§ **Pasaje proporcionado**
------------------------------
Los pueblos, a diferencia de los conductores políticos,
exigen reducir las grietas
entre el Estado democrático y sus objetivos esenciales
¿Es posible lo dicho antes donde hay más intereses que patrias? ¿O donde gobernantes, partidos y una mayoría de Estados giran alrededor de un negociazo que aglutina burócratas y particulares? El prohibicionismo, hasta hoy, ha sido más vigoroso que la inteligencia, las armas, las extradiciones, las cárceles y todas las variedades de represión. Pero la lógica que se aplicó contra otros vicios, como el alcohol, en el caso de los sicotrópicos es tabú, por ser numerosísimos los bolsillos por donde se mete el demonio de la codicia.
Con todo, pare decirlo en los términos de Howard Zinn en un libro demoledor, La otra historia de los Estados Unidos, las conclusiones de Harvard no servirán para reinventarnos la democracia. Los Estados Unidos mantienen al mundo como esclavo sin sumisión y emancipado sin libertad. Jamás se atreverá ningún país occidental con mucho que perder a comandar una campaña pro legalización de las sustancias controladas. En 1897, el senador Albert Beveridge aventuró una profecía: “El comercio mundial debe ser nuestro y lo será”.
El comercio vitando también es parte del portafolio, pero a expensas de la democracia.
------------------------------
Registros de anotación de puntos
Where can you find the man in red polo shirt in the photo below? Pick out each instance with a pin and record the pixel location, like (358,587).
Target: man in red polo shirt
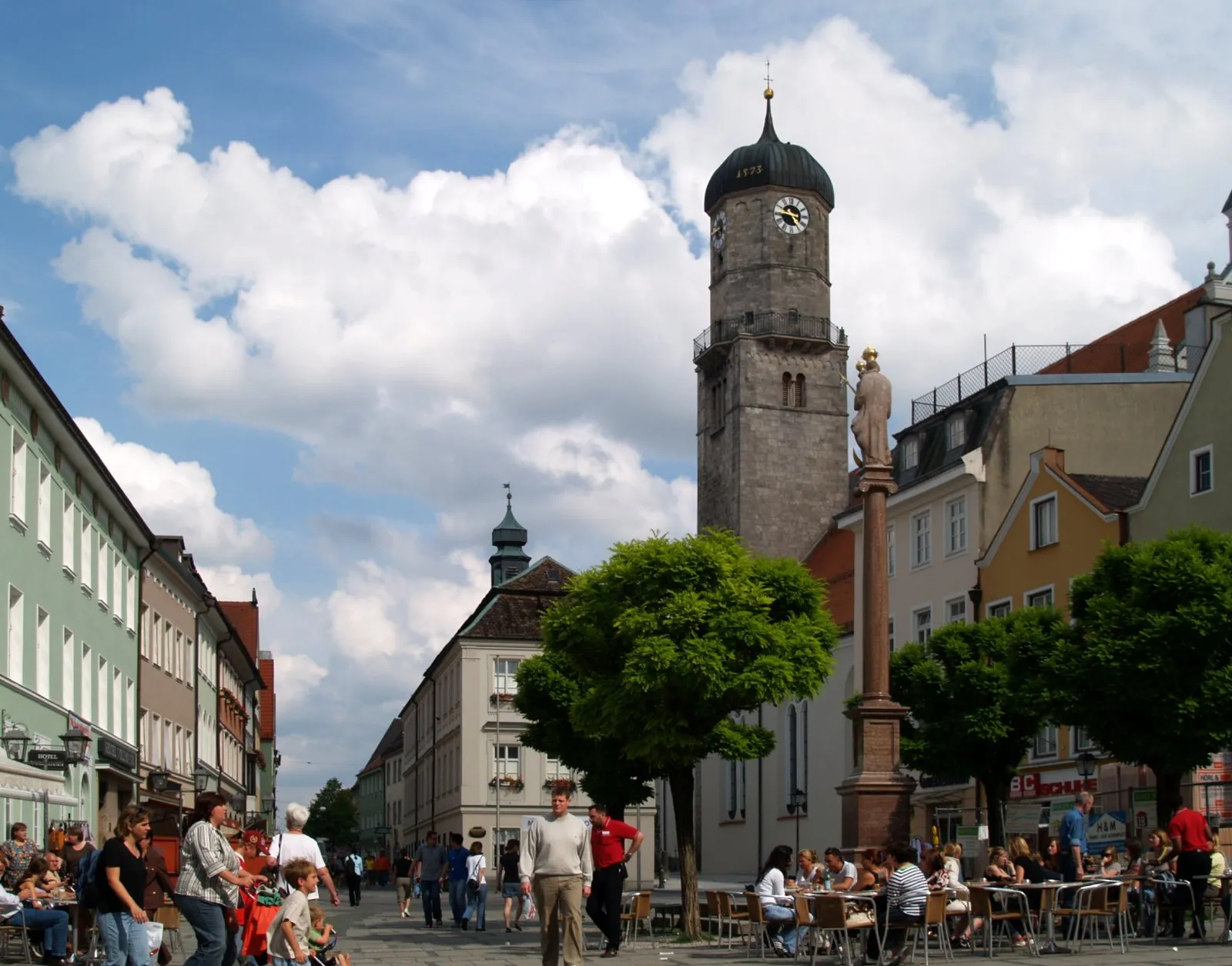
(608,839)
(1192,839)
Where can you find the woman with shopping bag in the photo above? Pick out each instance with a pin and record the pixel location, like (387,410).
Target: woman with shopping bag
(121,886)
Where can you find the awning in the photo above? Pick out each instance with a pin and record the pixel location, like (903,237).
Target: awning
(30,784)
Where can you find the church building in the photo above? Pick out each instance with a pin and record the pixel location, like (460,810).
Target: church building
(773,467)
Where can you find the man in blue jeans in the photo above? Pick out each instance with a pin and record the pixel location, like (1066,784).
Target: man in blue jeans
(430,861)
(55,924)
(459,854)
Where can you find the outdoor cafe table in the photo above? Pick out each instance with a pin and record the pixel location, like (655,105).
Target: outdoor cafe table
(1049,894)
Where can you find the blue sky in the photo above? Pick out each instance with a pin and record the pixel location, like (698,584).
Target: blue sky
(1044,170)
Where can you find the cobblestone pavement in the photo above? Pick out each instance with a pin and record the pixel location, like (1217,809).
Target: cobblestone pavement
(375,934)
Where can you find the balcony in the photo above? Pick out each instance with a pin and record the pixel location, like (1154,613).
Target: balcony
(785,324)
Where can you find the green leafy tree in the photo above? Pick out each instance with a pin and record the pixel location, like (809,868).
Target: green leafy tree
(546,694)
(667,641)
(333,814)
(970,714)
(1147,667)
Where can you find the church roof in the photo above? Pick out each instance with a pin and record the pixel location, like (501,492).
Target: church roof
(769,162)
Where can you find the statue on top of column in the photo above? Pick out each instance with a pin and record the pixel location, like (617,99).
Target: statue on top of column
(872,423)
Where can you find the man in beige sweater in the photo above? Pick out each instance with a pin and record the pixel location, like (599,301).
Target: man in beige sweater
(556,864)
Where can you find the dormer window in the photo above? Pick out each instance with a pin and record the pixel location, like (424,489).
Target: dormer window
(955,432)
(911,453)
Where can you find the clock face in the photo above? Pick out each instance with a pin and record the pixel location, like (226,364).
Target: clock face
(792,216)
(718,232)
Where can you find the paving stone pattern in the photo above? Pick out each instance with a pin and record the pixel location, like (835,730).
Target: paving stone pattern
(375,934)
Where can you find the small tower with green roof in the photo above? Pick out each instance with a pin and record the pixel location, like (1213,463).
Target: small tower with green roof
(509,539)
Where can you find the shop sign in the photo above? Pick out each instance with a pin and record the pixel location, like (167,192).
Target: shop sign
(119,754)
(1038,785)
(1106,830)
(47,758)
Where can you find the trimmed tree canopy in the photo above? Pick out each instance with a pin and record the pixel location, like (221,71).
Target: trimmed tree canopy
(970,711)
(658,647)
(1147,667)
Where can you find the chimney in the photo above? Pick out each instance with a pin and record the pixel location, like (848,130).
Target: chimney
(1160,358)
(1227,213)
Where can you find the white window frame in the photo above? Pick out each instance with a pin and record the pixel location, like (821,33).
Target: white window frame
(1046,756)
(911,453)
(1209,451)
(42,652)
(507,759)
(992,607)
(917,561)
(16,636)
(1056,521)
(955,432)
(1045,589)
(504,674)
(45,508)
(954,547)
(68,539)
(18,496)
(68,670)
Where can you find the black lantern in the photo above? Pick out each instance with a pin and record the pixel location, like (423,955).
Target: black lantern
(75,744)
(201,777)
(16,742)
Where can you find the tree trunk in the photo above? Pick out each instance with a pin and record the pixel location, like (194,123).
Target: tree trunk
(995,794)
(1167,787)
(681,781)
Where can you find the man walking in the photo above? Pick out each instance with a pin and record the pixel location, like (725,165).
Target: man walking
(430,863)
(608,837)
(354,867)
(459,854)
(1190,837)
(557,867)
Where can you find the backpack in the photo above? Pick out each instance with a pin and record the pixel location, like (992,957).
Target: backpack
(88,884)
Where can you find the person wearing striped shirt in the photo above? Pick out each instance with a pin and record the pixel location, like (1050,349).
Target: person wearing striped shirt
(906,898)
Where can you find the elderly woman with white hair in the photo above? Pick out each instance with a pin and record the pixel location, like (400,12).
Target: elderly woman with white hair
(295,844)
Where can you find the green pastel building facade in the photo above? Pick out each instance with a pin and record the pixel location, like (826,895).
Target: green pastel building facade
(72,549)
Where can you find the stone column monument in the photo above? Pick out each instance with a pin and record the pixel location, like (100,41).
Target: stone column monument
(876,795)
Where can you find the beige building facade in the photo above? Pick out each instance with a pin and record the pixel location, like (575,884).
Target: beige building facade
(172,599)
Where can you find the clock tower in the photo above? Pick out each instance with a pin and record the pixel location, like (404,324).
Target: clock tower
(772,409)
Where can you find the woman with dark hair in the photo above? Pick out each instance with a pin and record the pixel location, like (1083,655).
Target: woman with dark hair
(211,876)
(158,885)
(778,908)
(121,886)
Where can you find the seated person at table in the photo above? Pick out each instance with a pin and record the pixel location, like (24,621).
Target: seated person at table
(776,907)
(872,875)
(843,874)
(31,890)
(906,897)
(998,870)
(53,924)
(811,871)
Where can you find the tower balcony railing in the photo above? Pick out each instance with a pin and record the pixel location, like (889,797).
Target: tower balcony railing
(790,324)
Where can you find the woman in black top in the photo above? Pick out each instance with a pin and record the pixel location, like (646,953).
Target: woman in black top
(509,882)
(121,885)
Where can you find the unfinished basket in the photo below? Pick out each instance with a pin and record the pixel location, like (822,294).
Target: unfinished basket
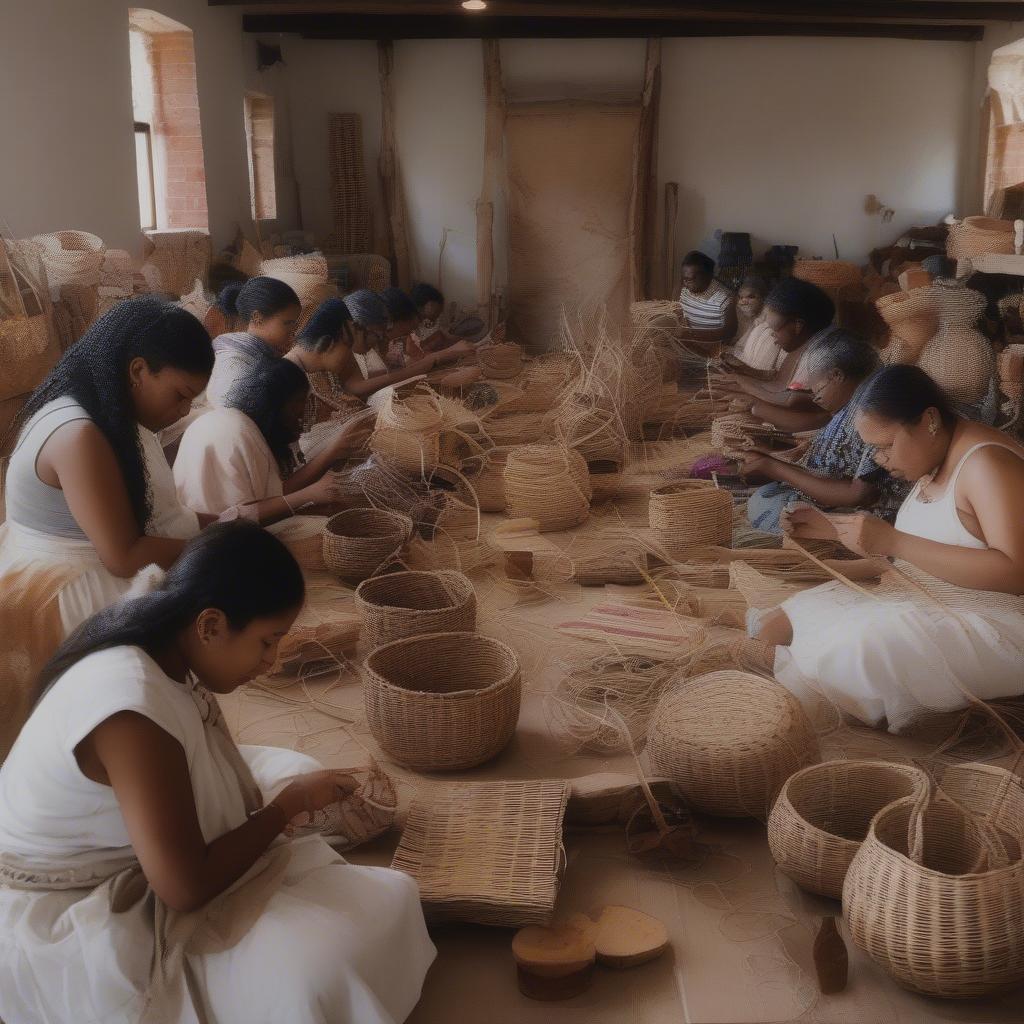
------------------------------
§ **Tarea escrita**
Copia el fragmento del pasaje sobre el prohibicionismo que empieza con las palabras que contienen "Con todo, pare" y acaba con "de la democracia.", y sustituye en él "democracia" por "república". Las filas no intervienen en esto.

§ **Respuesta al problema**
Con todo, pare decirlo en los términos de Howard Zinn en un libro demoledor, La otra historia de los Estados Unidos, las conclusiones de Harvard no servirán para reinventarnos la república. Los Estados Unidos mantienen al mundo como esclavo sin sumisión y emancipado sin libertad. Jamás se atreverá ningún país occidental con mucho que perder a comandar una campaña pro legalización de las sustancias controladas. En 1897, el senador Albert Beveridge aventuró una profecía: “El comercio mundial debe ser nuestro y lo será”.
El comercio vitando también es parte del portafolio, pero a expensas de la república.